» Exercise brief
Edit the lines starting with the one that contains "Pretty please, detect the yellow" and going on through the one that contains "[988,628,1044,671]", replacing "floral leggings" with "patterned leggings" and leaving everything else unchanged.
======== Stored rows ========
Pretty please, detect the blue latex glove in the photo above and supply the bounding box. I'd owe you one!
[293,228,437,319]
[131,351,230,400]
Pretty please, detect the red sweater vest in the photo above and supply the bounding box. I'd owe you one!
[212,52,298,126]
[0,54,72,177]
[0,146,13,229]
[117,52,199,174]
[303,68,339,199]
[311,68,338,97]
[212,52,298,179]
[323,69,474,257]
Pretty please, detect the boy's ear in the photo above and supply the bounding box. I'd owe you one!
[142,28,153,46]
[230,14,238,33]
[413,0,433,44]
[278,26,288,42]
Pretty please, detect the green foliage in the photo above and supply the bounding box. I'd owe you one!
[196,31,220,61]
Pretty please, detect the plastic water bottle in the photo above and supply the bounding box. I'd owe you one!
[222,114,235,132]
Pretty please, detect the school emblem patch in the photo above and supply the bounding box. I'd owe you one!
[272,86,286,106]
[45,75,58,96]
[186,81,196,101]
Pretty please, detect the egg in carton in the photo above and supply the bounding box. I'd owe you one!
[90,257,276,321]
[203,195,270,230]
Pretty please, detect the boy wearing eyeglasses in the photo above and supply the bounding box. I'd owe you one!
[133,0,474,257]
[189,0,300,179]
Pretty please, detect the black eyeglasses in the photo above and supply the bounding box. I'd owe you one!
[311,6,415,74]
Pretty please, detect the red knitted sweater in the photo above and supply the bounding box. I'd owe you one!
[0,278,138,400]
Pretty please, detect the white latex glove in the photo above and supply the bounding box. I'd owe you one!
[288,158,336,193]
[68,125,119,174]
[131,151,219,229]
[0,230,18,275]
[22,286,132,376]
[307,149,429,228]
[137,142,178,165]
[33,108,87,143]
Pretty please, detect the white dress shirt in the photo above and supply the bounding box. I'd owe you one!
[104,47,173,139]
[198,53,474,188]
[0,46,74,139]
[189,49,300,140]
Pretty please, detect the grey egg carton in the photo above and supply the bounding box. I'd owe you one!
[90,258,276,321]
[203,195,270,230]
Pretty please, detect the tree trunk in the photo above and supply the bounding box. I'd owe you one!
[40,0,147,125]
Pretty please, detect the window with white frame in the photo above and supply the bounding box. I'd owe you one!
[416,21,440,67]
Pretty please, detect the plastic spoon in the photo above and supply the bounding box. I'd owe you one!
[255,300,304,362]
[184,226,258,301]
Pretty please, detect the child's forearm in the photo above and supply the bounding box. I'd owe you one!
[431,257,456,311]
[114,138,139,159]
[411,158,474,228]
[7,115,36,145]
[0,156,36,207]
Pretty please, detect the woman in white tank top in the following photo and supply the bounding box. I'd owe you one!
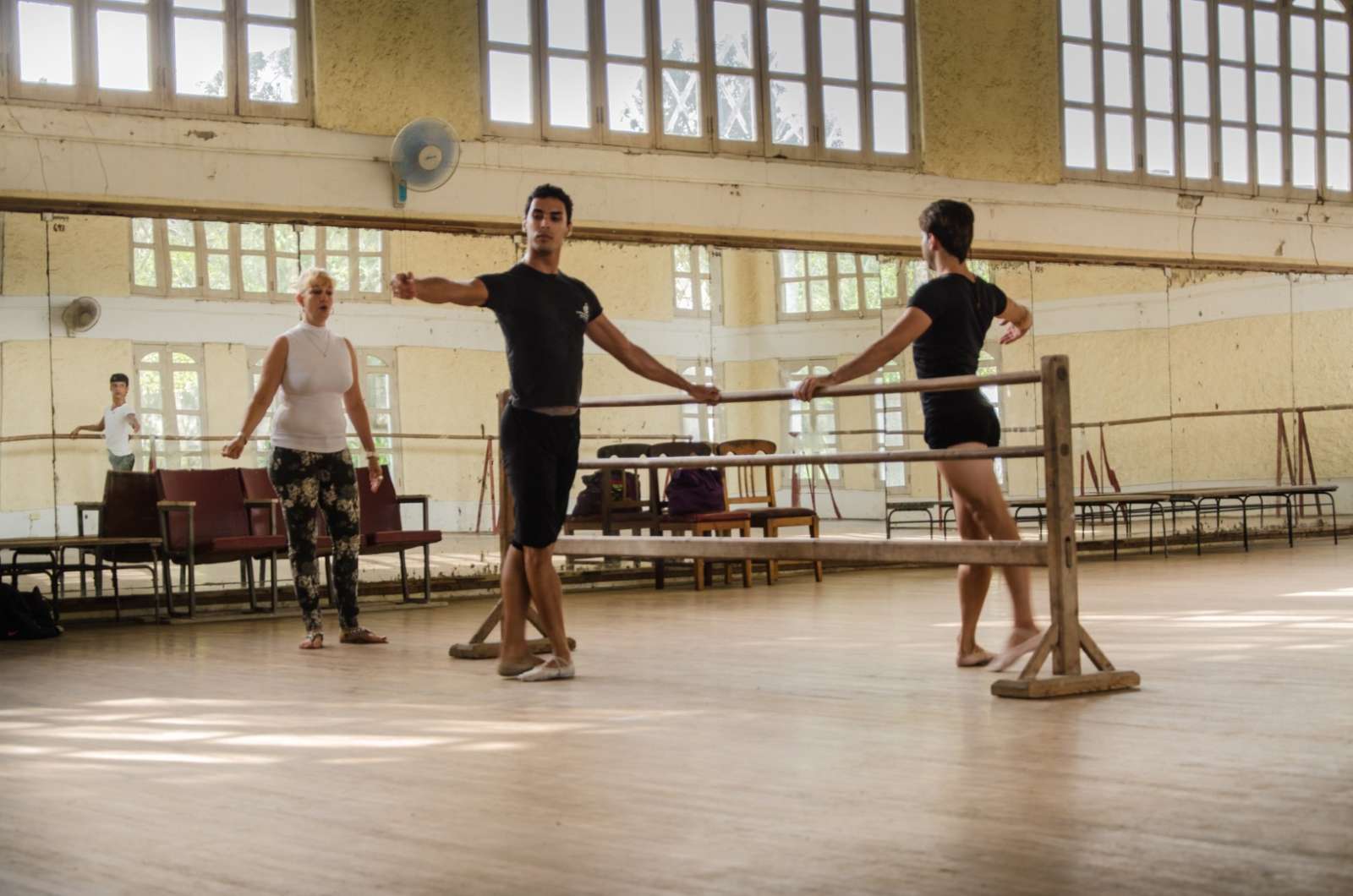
[221,268,387,650]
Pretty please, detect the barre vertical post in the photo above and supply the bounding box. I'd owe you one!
[1042,355,1081,675]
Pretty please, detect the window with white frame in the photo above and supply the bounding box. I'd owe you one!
[672,246,719,317]
[348,344,401,482]
[131,218,390,300]
[134,345,207,470]
[780,358,841,482]
[1060,0,1353,199]
[775,249,900,320]
[871,358,907,489]
[676,358,722,444]
[8,0,311,119]
[480,0,916,165]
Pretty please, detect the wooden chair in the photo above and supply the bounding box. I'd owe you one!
[648,441,753,592]
[239,467,334,604]
[154,468,287,616]
[715,439,823,585]
[357,466,441,604]
[76,470,160,620]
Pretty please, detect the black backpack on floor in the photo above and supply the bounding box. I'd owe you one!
[0,582,61,640]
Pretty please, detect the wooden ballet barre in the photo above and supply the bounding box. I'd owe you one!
[555,534,1047,565]
[578,445,1044,470]
[451,355,1141,698]
[578,371,1042,407]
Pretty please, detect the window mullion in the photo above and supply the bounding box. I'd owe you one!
[1091,3,1108,178]
[855,3,878,162]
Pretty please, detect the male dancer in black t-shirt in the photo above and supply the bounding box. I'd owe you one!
[392,184,719,680]
[796,199,1039,671]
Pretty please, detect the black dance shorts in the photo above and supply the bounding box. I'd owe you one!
[925,401,1001,451]
[499,405,579,549]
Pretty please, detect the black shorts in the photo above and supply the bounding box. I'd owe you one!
[925,402,1001,451]
[499,405,579,548]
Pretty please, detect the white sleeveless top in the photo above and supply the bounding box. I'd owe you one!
[272,320,352,453]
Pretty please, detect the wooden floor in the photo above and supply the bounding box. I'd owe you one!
[0,543,1353,896]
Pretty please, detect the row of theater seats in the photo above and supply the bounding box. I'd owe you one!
[564,439,823,590]
[77,467,441,616]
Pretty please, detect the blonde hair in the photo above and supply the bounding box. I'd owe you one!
[291,268,334,295]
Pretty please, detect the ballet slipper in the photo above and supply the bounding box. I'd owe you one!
[517,657,573,680]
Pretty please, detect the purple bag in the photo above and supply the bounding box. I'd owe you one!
[667,470,724,517]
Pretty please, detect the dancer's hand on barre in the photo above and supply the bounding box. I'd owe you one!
[390,270,418,299]
[1001,320,1028,345]
[221,433,249,460]
[367,455,386,494]
[794,374,836,402]
[686,383,721,405]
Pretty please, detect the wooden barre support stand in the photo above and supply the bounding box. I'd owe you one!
[555,534,1047,565]
[451,355,1141,698]
[992,355,1142,698]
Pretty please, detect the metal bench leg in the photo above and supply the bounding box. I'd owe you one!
[399,551,408,604]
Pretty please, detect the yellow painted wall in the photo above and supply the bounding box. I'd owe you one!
[916,0,1062,184]
[397,347,507,516]
[560,241,672,320]
[0,340,55,511]
[313,0,483,139]
[0,212,47,295]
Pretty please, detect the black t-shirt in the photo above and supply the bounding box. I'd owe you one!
[907,273,1005,416]
[479,264,600,407]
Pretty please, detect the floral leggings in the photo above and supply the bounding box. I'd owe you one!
[268,445,361,632]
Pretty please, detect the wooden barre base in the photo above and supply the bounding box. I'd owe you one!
[992,670,1142,700]
[555,534,1047,565]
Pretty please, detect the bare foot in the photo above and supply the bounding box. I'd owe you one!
[954,635,996,669]
[498,653,545,678]
[954,647,996,669]
[988,628,1044,671]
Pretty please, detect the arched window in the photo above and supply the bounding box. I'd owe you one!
[676,358,722,443]
[780,358,841,482]
[134,345,207,470]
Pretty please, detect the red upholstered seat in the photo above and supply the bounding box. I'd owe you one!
[239,467,334,554]
[357,467,441,554]
[156,468,287,563]
[361,529,441,548]
[198,534,287,554]
[663,511,753,522]
[751,507,817,525]
[156,468,287,616]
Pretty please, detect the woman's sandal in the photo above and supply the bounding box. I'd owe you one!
[338,626,390,644]
[498,655,545,678]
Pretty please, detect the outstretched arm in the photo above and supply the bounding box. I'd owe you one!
[70,417,105,439]
[390,273,489,307]
[996,299,1033,345]
[587,314,719,405]
[794,307,931,402]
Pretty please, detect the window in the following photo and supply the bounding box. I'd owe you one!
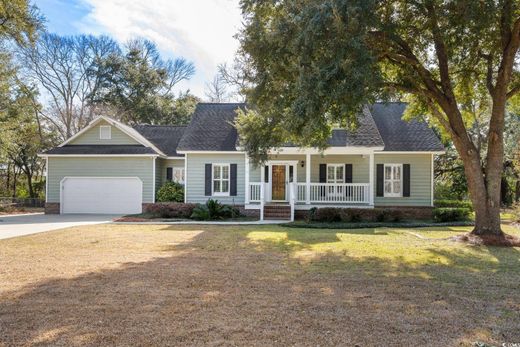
[172,167,184,184]
[213,164,229,195]
[384,164,403,197]
[327,164,345,183]
[99,125,112,140]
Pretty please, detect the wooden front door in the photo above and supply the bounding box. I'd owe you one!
[272,165,285,201]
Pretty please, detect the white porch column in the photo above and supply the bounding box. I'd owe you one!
[245,153,250,205]
[260,165,265,220]
[305,153,311,205]
[368,152,374,206]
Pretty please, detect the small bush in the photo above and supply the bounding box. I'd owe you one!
[434,200,473,211]
[144,202,196,218]
[157,182,184,202]
[433,207,471,223]
[511,202,520,223]
[191,199,240,220]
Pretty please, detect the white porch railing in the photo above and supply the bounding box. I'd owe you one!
[249,182,370,204]
[310,183,370,204]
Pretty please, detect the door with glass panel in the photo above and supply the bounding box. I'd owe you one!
[327,164,345,198]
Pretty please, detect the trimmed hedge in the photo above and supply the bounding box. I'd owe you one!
[283,221,475,229]
[433,200,473,211]
[144,202,197,219]
[433,207,471,223]
[306,207,403,223]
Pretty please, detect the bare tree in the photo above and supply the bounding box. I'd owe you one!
[19,33,120,139]
[205,75,229,102]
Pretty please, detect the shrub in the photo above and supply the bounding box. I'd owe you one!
[434,200,473,211]
[145,202,196,218]
[157,182,184,202]
[511,202,520,223]
[191,199,240,220]
[433,207,471,222]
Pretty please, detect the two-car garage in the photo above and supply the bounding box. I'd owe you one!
[60,177,143,214]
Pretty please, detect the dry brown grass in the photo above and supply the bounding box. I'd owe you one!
[0,225,520,346]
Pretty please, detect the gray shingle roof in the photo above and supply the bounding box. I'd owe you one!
[134,125,186,157]
[43,145,157,154]
[370,102,444,152]
[177,103,245,151]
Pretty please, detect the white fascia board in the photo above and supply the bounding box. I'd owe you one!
[374,151,446,155]
[177,151,245,154]
[58,116,166,157]
[38,154,159,158]
[269,147,383,155]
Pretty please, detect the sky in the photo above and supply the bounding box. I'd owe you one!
[34,0,241,99]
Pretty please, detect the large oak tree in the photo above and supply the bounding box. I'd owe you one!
[238,0,520,243]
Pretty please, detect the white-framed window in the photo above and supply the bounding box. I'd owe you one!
[99,125,112,140]
[384,164,403,197]
[327,164,345,183]
[212,164,229,196]
[172,167,184,184]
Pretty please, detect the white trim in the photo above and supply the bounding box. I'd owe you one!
[211,163,231,196]
[383,163,403,198]
[430,153,435,207]
[244,153,251,204]
[45,158,49,202]
[177,151,246,154]
[184,153,188,203]
[152,157,157,203]
[368,153,372,206]
[58,116,166,157]
[374,151,446,155]
[99,125,112,140]
[38,154,159,158]
[60,176,144,214]
[305,153,311,205]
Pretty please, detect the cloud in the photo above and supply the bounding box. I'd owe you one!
[76,0,241,97]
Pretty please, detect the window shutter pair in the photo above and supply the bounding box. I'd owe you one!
[376,164,410,197]
[320,164,352,183]
[204,164,237,196]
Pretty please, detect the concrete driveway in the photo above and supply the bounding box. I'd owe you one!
[0,213,119,239]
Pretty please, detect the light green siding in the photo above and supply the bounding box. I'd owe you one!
[374,153,432,206]
[185,153,245,205]
[69,121,139,145]
[47,157,154,202]
[250,154,369,183]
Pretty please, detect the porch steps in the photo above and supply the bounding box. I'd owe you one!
[264,205,291,220]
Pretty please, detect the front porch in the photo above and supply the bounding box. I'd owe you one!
[245,152,374,220]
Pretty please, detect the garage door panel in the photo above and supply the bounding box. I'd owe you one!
[61,177,143,214]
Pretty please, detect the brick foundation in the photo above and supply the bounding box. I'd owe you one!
[45,202,60,214]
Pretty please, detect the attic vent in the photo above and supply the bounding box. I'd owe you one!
[99,125,112,140]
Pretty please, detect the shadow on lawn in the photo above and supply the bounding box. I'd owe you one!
[0,227,520,346]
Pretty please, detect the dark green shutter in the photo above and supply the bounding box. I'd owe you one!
[204,164,212,196]
[320,164,327,183]
[229,164,237,196]
[403,164,410,197]
[376,164,385,196]
[345,164,352,183]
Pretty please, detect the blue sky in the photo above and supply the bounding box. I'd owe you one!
[34,0,241,99]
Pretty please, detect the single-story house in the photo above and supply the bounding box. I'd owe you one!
[41,103,444,218]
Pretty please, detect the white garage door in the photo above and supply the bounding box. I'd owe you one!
[61,177,143,214]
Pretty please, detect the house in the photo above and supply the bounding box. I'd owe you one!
[42,103,444,218]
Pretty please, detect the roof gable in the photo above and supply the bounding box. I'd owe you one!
[67,120,139,145]
[370,102,444,152]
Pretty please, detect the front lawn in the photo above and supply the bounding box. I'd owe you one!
[0,225,520,346]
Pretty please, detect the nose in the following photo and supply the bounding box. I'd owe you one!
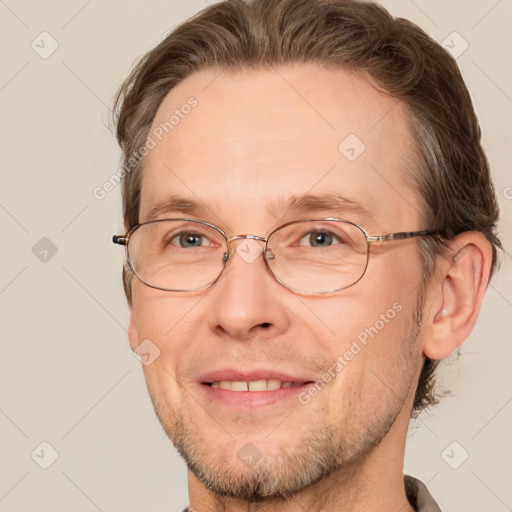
[208,238,291,341]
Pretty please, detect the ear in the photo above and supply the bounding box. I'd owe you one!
[128,305,140,351]
[423,231,492,360]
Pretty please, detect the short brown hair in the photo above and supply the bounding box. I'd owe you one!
[114,0,501,412]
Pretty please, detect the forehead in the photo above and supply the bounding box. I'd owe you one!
[140,65,419,229]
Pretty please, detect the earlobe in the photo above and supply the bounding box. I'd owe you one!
[423,232,492,360]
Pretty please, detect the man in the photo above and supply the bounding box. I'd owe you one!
[114,0,500,512]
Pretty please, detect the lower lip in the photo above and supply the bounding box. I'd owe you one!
[200,382,312,410]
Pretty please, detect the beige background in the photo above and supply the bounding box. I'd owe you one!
[0,0,512,512]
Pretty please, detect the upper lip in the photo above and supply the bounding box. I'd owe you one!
[198,368,314,383]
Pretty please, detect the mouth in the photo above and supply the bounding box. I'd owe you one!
[203,379,312,392]
[200,370,314,410]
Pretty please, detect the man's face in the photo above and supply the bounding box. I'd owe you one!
[130,65,425,499]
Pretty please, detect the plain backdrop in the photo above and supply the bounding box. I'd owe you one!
[0,0,512,512]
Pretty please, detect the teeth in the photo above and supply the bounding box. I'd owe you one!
[212,379,301,391]
[267,379,281,390]
[249,380,268,391]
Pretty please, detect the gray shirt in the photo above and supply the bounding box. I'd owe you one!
[183,475,441,512]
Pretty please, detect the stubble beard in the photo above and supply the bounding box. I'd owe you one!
[148,302,423,504]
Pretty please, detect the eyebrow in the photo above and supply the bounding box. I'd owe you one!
[267,194,375,224]
[146,194,375,224]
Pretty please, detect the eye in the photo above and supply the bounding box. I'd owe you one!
[169,231,210,249]
[299,231,341,247]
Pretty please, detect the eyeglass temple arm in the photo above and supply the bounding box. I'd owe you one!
[112,235,128,245]
[367,231,442,242]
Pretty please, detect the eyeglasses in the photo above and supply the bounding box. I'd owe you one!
[112,218,441,295]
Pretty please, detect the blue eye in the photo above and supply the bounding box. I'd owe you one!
[171,232,208,249]
[299,231,340,247]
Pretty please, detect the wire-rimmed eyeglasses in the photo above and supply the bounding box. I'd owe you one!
[113,217,441,295]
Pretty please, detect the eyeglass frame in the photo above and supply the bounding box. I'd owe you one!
[112,217,443,295]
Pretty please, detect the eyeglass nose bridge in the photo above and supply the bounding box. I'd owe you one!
[226,235,268,244]
[224,235,274,267]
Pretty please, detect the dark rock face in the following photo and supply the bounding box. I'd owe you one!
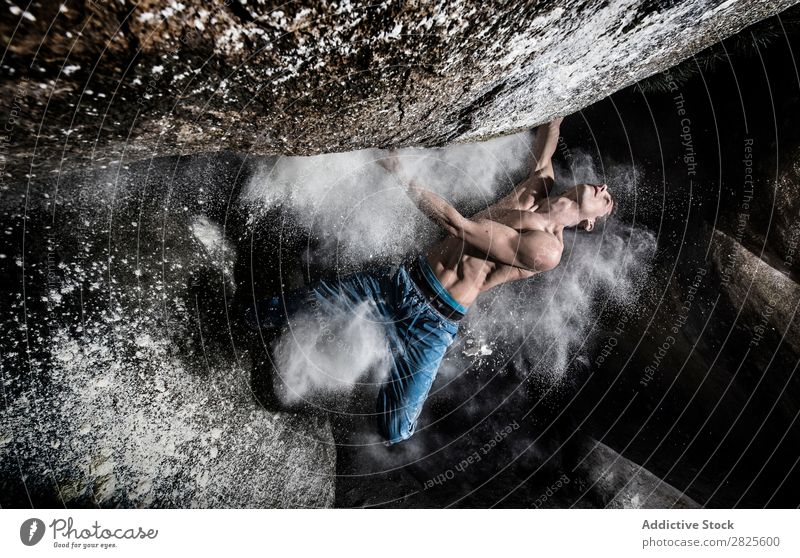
========
» Finished task
Pretty please, detect the yellow painted wall in the photo above and supply the bounding box. I'd owe you one!
[916,0,1062,184]
[397,347,507,516]
[560,241,672,320]
[0,340,55,511]
[313,0,483,139]
[0,212,47,295]
Pretty please, detect the black t-shirt in the photo above and supply the bounding box. I'd owe you one!
[907,273,1005,416]
[479,264,600,407]
Pretty please, detect the patterned leggings in the photo above and supply the bounding box. I'd owe you one!
[268,445,361,632]
Pretty please, detect the wooden barre base in the photo above and supply the bounding box. I'd owe you one!
[992,670,1142,700]
[555,534,1047,565]
Pretty please, detect the bare foot in the photo above and supply the bounding box. I'd owe you one!
[954,635,996,669]
[498,653,545,678]
[954,647,996,669]
[988,628,1044,671]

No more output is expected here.